Aim of the task -
Identify each line in the rows below that contains the word "john" and copy those lines.

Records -
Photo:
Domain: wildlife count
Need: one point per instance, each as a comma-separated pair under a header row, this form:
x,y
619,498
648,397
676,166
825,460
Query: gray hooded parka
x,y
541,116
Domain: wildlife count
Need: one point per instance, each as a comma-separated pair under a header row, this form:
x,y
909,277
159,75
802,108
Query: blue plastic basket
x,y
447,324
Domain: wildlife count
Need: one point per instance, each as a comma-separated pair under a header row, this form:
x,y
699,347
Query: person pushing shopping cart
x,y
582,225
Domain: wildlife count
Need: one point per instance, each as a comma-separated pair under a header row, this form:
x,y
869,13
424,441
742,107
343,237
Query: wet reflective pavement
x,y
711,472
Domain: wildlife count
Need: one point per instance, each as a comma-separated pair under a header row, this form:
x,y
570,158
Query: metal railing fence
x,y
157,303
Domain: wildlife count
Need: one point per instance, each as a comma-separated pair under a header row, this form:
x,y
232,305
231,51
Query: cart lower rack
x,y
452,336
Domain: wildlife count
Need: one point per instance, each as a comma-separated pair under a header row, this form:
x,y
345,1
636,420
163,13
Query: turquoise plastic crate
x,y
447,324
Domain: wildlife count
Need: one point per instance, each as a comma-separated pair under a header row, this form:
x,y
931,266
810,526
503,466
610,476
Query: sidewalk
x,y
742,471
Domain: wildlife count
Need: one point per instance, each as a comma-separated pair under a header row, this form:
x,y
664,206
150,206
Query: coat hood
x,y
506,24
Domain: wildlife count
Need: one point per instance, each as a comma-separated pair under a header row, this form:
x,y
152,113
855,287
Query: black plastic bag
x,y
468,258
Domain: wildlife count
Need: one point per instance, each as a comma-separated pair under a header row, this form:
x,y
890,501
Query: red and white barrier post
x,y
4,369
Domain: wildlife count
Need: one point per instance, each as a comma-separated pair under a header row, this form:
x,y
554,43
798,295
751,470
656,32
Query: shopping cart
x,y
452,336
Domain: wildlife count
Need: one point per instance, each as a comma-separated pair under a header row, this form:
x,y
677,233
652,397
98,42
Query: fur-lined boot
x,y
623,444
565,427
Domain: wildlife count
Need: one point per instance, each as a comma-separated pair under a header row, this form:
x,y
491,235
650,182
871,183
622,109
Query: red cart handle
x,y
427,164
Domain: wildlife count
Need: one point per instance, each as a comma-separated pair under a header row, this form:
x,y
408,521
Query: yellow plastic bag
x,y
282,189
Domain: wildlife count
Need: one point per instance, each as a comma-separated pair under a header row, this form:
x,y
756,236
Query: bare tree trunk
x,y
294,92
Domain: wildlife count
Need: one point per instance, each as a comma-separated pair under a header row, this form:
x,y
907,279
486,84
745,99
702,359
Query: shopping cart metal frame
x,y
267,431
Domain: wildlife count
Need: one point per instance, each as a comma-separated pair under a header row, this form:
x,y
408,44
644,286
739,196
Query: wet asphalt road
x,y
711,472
--
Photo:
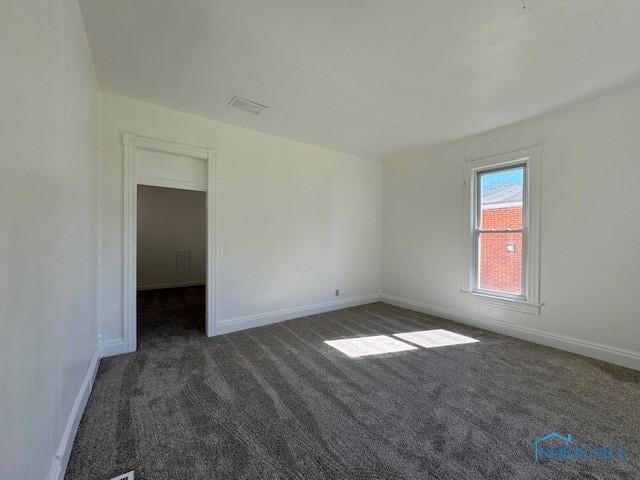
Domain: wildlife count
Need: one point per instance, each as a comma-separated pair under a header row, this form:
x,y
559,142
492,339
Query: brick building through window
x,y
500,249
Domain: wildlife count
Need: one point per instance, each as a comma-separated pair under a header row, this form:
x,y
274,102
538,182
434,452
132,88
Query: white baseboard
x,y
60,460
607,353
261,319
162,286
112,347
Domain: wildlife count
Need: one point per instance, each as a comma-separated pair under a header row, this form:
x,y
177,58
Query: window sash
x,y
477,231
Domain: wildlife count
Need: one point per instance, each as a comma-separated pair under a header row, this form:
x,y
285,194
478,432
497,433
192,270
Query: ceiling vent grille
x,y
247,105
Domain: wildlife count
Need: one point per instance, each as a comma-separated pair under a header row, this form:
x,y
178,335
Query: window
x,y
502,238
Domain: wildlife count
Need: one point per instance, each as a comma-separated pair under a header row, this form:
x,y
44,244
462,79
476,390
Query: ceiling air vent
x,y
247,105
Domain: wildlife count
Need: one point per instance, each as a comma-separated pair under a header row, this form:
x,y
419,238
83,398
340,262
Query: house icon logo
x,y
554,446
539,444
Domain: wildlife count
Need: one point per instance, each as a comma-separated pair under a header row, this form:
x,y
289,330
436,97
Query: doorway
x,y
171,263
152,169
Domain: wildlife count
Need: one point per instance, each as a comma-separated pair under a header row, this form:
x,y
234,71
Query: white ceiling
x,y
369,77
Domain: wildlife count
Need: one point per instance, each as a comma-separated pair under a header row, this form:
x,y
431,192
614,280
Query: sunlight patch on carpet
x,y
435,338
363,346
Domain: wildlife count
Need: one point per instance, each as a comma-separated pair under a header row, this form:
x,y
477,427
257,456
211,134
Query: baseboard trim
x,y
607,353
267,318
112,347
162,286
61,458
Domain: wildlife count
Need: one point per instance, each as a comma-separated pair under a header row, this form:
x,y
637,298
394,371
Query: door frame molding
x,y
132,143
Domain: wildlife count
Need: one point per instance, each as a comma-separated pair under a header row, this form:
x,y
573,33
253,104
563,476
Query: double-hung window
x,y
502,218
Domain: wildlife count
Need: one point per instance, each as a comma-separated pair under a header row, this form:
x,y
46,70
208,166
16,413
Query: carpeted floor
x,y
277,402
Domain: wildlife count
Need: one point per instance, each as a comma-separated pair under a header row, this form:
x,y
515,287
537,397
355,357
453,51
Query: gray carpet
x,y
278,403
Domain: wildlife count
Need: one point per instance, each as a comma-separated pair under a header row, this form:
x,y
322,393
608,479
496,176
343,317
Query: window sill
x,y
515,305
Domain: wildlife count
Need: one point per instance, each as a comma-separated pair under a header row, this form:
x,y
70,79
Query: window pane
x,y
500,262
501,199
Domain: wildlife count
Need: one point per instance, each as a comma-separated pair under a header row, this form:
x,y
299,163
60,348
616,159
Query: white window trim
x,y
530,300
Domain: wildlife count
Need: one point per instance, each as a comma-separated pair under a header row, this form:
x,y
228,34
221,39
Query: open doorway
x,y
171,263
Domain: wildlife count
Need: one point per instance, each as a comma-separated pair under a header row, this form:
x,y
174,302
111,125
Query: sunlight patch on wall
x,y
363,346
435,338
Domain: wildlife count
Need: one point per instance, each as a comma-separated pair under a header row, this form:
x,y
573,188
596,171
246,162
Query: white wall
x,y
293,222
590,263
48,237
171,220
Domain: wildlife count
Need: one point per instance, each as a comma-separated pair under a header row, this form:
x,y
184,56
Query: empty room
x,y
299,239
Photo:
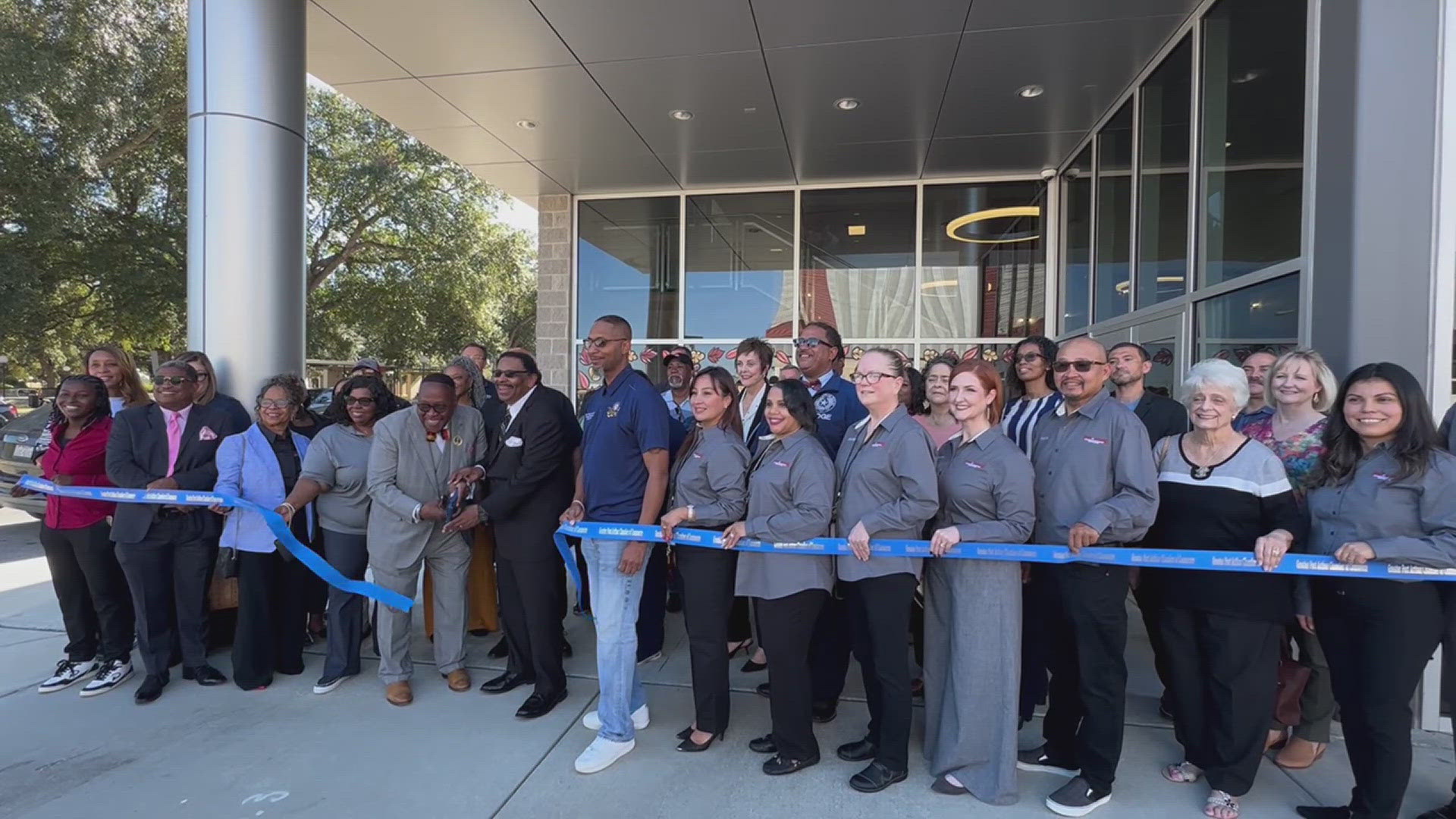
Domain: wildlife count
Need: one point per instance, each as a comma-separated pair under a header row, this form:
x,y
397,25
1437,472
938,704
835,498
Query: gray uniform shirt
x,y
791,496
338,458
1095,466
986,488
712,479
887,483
--
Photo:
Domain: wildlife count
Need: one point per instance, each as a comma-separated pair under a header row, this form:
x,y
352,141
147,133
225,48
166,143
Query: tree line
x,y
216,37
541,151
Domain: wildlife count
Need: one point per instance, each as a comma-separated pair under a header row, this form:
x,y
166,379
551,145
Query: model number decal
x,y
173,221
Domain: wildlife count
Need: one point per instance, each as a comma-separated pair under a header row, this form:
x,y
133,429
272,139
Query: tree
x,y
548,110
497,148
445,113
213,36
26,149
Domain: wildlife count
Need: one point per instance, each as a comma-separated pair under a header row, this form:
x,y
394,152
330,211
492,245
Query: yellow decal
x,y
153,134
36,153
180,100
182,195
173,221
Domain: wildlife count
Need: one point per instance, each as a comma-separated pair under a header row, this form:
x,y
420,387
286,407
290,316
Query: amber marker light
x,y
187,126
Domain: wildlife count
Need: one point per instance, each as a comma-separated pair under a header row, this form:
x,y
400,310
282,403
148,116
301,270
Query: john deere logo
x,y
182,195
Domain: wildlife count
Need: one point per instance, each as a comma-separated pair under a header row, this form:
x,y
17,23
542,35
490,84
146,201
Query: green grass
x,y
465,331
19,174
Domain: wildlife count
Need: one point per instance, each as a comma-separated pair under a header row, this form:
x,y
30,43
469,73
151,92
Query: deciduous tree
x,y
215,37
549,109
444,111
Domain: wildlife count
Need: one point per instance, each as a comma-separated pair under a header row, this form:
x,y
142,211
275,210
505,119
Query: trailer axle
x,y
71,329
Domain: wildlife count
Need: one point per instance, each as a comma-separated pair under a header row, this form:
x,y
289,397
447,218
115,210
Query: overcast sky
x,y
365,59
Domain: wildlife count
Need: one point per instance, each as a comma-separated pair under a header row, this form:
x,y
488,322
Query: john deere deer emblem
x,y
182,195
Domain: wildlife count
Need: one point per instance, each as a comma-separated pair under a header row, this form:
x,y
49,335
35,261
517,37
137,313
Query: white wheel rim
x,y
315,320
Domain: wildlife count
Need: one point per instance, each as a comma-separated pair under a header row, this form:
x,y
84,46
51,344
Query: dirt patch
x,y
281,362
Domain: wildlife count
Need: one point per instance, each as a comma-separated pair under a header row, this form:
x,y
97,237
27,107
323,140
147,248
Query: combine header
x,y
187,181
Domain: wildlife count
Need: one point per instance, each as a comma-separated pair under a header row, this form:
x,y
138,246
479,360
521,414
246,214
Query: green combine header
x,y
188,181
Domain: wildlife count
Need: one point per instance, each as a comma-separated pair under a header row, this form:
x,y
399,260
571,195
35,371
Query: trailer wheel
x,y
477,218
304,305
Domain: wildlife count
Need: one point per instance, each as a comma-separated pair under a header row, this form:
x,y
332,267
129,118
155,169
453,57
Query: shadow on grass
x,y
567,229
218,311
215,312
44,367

Output for this exercise -
Query: john deere logo
Query: john deere deer emblem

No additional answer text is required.